◆ **Exercise set**
a. Name each role that the text about Ryan Alexander and Pete Seeger says Seeger held.
b. Write the next part of the text about Ryan Alexander and Pete Seeger, starting after its last sentence.

◆ **Page text**
____________________

A few years ago, Ryan Alexander, the leading force behind Nashville-based band CIVILIAN, stood in a crowded supermarket reading the latest issue of Rolling Stone. The place was bustling with shoppers, but Alexander was too engrossed in what he was reading to notice. In that issue was a photograph of the late Pete Seeger with his iconic banjo slung over his shoulder. Around the rim of the head was written, “THIS MACHINE SURROUNDS HATE AND FORCES IT TO SURRENDER.” It marked the first time Alexander understood what music could do not only for him but also for everyone else. He tore out the photo, stuffed it in his pocket, and left the store. He still has it.
Seeger’s death left an enormous hole for artists to fill. He was a musician, an outspoken activist and a countercultural leader. He endured lasting artistic success despite resisting the structures of power responsible for polluting the environment, incarcerating dissenters and, yes, signing musicians into major label peonage. Sadly, there is a paucity of popular artists currently willing to fight the corporate Powers That Be and writing songs for the working-class “everyman.”

____________________

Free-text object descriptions
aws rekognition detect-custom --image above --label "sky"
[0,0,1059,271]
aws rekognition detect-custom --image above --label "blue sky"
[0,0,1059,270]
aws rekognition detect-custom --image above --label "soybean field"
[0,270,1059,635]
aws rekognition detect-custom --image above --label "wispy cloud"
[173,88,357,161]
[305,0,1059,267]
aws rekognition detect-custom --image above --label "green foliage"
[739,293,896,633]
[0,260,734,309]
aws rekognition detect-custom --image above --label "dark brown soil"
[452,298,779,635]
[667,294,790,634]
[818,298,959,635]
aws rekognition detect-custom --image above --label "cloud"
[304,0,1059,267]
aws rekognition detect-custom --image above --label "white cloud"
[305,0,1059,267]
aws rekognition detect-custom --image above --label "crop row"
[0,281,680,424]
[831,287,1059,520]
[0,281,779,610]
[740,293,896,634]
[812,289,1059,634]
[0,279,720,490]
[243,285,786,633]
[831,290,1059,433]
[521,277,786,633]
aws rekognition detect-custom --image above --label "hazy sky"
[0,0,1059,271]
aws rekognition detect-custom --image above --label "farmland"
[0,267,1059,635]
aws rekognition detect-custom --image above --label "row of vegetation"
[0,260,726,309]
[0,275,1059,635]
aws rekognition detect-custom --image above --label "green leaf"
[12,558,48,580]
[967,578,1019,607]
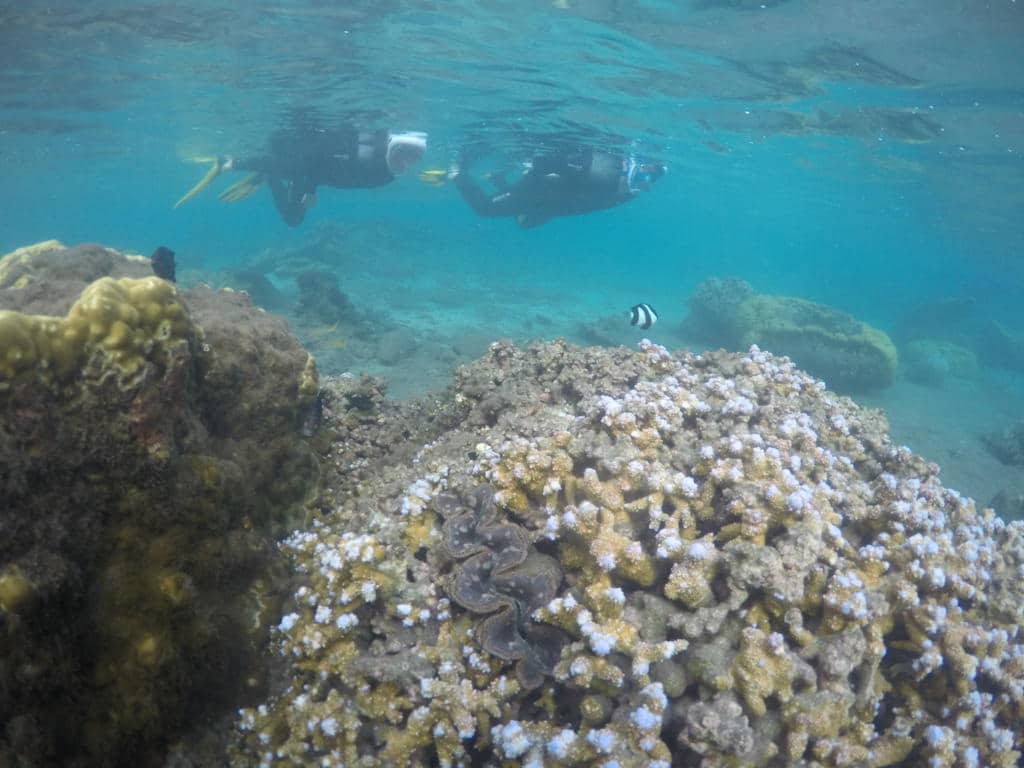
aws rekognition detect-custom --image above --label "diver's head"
[627,157,669,195]
[386,131,427,176]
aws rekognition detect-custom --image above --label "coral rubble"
[231,343,1024,768]
[0,242,318,766]
[685,279,898,391]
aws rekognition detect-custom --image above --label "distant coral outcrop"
[684,279,899,392]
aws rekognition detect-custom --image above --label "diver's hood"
[626,156,669,195]
[386,131,427,176]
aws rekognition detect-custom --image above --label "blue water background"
[0,0,1024,501]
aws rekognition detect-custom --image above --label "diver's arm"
[453,171,519,218]
[266,176,306,226]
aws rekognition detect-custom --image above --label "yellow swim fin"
[419,168,449,186]
[217,173,263,203]
[174,158,221,208]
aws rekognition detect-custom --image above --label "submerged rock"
[686,280,898,391]
[0,242,317,766]
[231,343,1024,768]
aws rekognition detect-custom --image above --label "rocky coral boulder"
[686,281,898,391]
[231,343,1024,768]
[0,242,317,766]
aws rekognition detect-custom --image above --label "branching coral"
[236,343,1024,768]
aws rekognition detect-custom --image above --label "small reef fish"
[630,304,657,331]
[150,246,174,283]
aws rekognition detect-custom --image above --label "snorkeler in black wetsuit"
[174,126,427,226]
[449,147,666,228]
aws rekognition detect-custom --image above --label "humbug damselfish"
[630,304,657,331]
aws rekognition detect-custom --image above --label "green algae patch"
[0,243,318,765]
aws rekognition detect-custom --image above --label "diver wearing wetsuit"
[175,125,427,226]
[450,147,666,228]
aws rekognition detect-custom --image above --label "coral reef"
[0,242,318,766]
[685,280,898,391]
[231,343,1024,768]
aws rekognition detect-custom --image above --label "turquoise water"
[0,0,1024,502]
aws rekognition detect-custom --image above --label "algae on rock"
[0,241,318,765]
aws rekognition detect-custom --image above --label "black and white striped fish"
[630,304,657,331]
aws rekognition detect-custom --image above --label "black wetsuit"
[455,148,634,228]
[232,126,394,226]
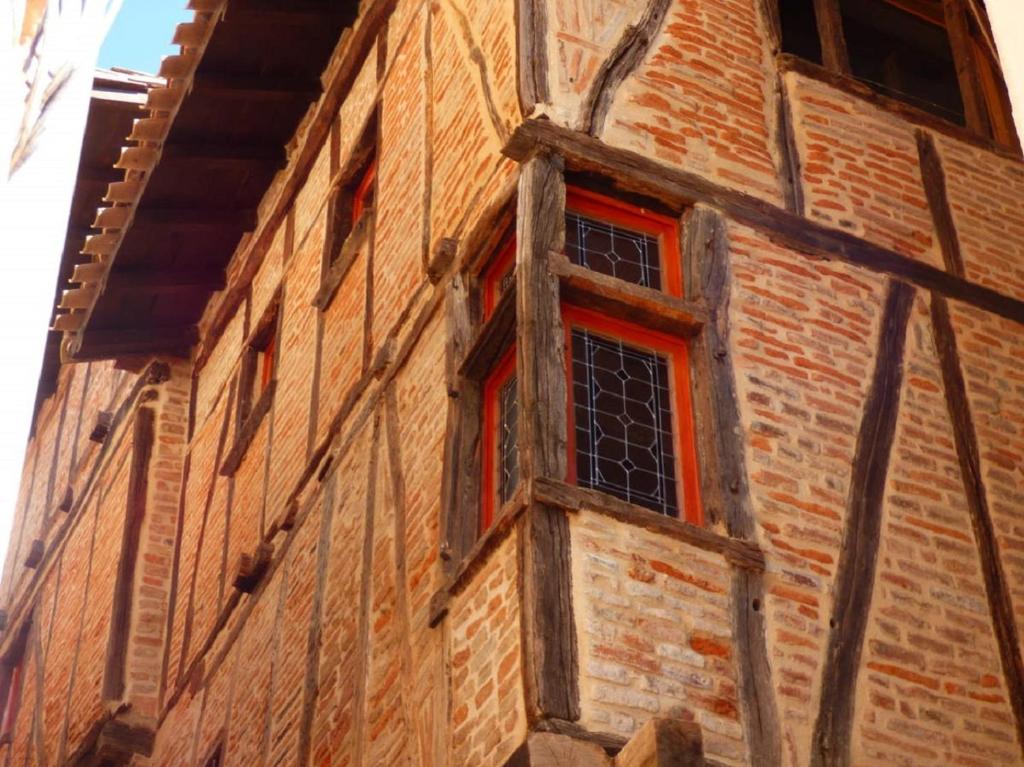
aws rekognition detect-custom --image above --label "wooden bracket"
[89,411,114,444]
[232,543,273,594]
[25,538,46,569]
[57,484,75,514]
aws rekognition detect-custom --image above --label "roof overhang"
[53,0,358,360]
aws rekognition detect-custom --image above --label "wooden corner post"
[516,154,580,722]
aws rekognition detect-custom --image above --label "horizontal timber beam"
[132,208,256,229]
[161,142,285,167]
[106,269,227,293]
[191,73,323,101]
[504,119,1024,324]
[71,325,199,363]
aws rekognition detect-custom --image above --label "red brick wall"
[571,511,748,764]
[785,73,942,266]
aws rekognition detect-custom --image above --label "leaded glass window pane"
[572,329,679,516]
[565,212,662,290]
[498,376,519,503]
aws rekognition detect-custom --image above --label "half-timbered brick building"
[0,0,1024,767]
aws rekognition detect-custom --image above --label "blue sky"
[99,0,193,75]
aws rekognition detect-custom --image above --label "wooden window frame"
[565,186,683,297]
[471,185,703,538]
[477,344,518,536]
[768,0,1021,148]
[562,301,703,525]
[313,108,380,311]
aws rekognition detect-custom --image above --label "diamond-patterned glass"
[572,329,679,516]
[498,376,519,503]
[565,212,662,290]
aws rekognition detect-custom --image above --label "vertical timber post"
[516,155,580,722]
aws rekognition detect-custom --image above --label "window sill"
[534,477,765,572]
[313,208,374,311]
[220,380,278,477]
[776,53,1022,161]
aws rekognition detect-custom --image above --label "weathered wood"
[515,155,568,482]
[942,0,992,138]
[549,253,708,338]
[196,0,397,366]
[534,477,765,572]
[25,538,46,569]
[932,295,1024,750]
[352,410,381,764]
[519,504,580,722]
[89,411,114,444]
[427,237,459,285]
[504,120,1024,323]
[515,0,551,116]
[441,274,480,571]
[428,484,530,628]
[102,408,157,700]
[459,287,516,381]
[775,75,804,217]
[579,0,672,136]
[219,379,278,477]
[313,209,373,311]
[683,205,782,767]
[914,130,966,278]
[811,282,914,767]
[231,542,273,594]
[814,0,850,75]
[70,325,199,363]
[534,717,627,756]
[615,718,704,767]
[505,732,611,767]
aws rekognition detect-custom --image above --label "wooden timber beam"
[224,0,356,27]
[504,119,1024,324]
[515,154,580,722]
[104,269,226,293]
[932,296,1024,761]
[132,207,256,230]
[191,72,324,101]
[683,205,782,767]
[161,142,286,168]
[103,408,156,700]
[811,282,914,767]
[71,325,199,363]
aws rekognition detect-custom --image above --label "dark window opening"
[565,212,662,290]
[204,744,224,767]
[571,329,679,516]
[840,0,965,125]
[498,375,519,504]
[778,0,821,63]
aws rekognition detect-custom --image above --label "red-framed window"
[565,187,683,296]
[562,305,703,524]
[479,346,519,534]
[0,663,22,743]
[481,236,515,319]
[479,188,703,532]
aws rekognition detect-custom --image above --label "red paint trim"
[562,303,703,524]
[565,186,683,297]
[478,345,515,535]
[259,336,276,392]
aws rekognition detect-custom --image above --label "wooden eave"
[34,70,156,421]
[53,0,358,360]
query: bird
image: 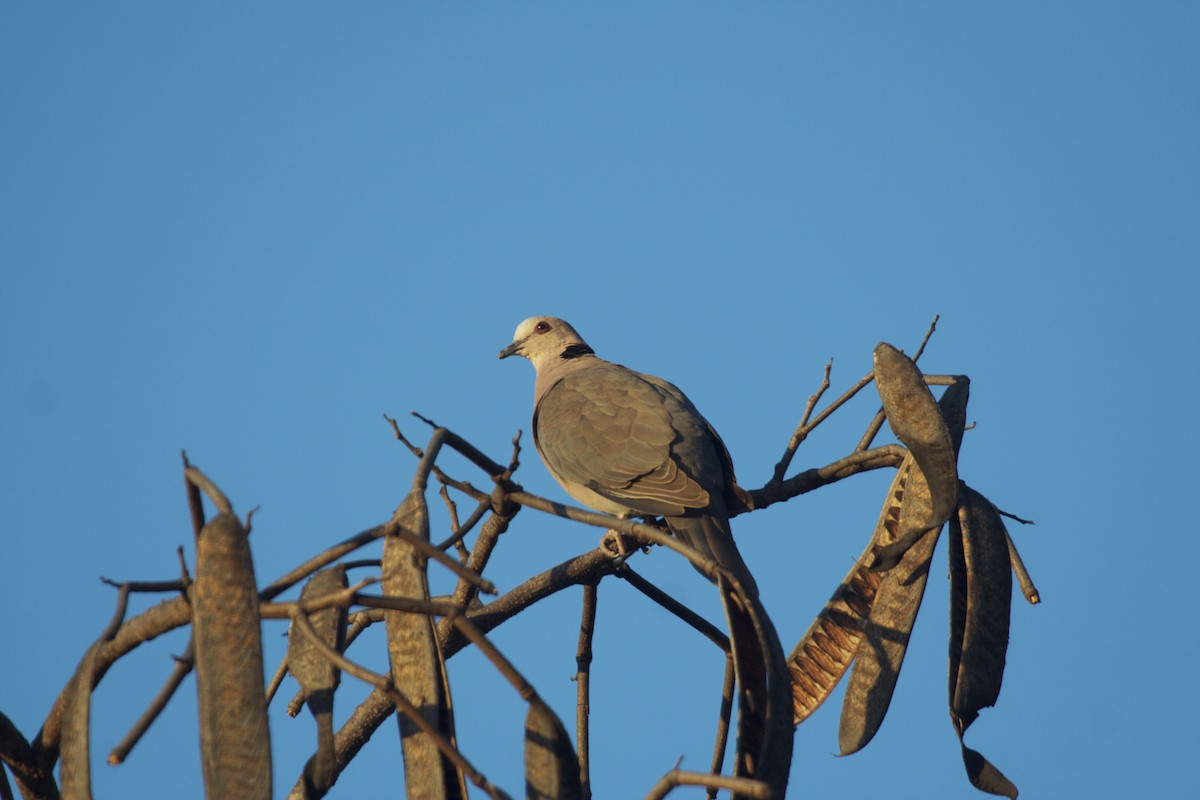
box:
[499,317,792,796]
[499,317,757,591]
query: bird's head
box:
[499,317,593,369]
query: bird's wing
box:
[534,359,724,516]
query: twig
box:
[616,564,730,652]
[708,650,736,800]
[258,523,388,602]
[108,637,196,765]
[767,361,875,486]
[292,606,508,800]
[646,769,772,800]
[731,445,908,516]
[769,359,833,483]
[437,494,492,551]
[388,521,496,595]
[1002,527,1042,606]
[575,583,599,800]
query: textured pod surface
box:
[950,485,1013,730]
[288,564,348,796]
[526,697,583,800]
[191,513,271,800]
[838,378,970,756]
[383,489,467,800]
[838,459,941,756]
[787,458,911,724]
[875,342,959,536]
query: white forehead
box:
[512,315,578,342]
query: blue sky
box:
[0,2,1200,798]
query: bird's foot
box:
[600,529,637,561]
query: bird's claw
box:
[600,529,637,561]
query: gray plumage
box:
[500,317,756,591]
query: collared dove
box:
[499,317,757,591]
[499,317,792,798]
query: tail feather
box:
[666,507,791,786]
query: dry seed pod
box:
[190,512,271,800]
[787,458,912,724]
[838,378,970,756]
[838,469,941,756]
[383,489,467,798]
[288,564,348,796]
[950,483,1013,732]
[875,342,959,536]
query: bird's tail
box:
[666,509,792,798]
[666,509,758,595]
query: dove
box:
[499,317,792,798]
[499,317,757,591]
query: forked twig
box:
[575,583,599,800]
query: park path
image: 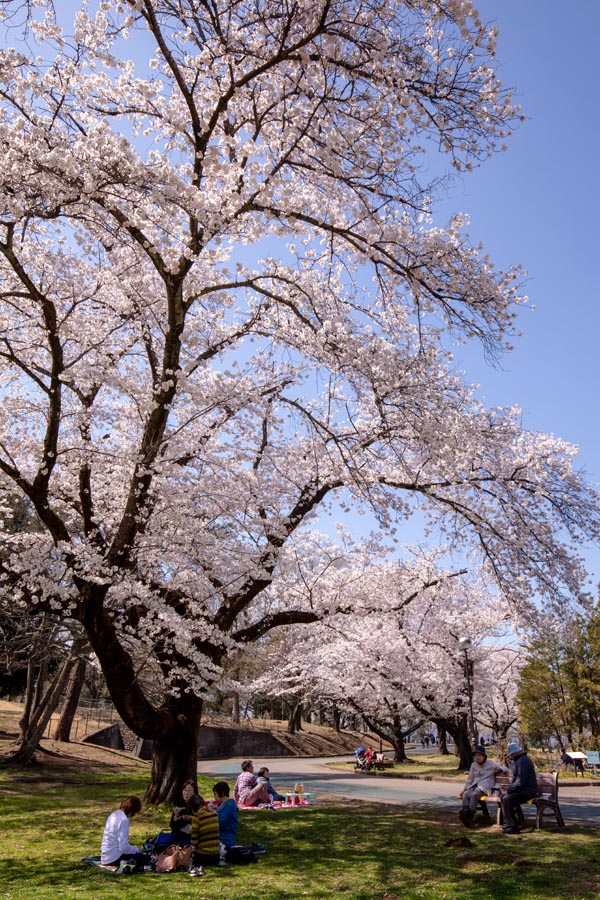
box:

____________________

◆ **Exercise answers**
a. A musician, an outspoken activist, and a countercultural leader.

b.
Alexander makes clear in the biography on CIVILIAN’s website that he writes music for the “everyman” in a time when other artists cater to the individual. He is direct and eloquent in both his songs and his opinions and is dedicated to fighting for a better world.
“The best protest ever is just saying I refuse to play a game where you have to be politically correct or you have to have all the answers or you have to color inside the lines,” he says.
Alexander has rarely had all the answers, and he has channeled the energy that follows such unknowing into an ambitious drive that doesn’t dictate his every decision. He has learned, since forming CIVILIAN in 2011, to let go without losing his edge. In doing so, he and the band have been fairly successful for a group of Nashville musicians originally from south Florida.
After moving to Nashville, Alexander formed CIVILIAN and released the band’s first full-length, Should This Noose Unloosen. He relinquished control and allowed the songs to form in the studio setting, vowing never again to try and regulate the bafflingly complex process of running a band.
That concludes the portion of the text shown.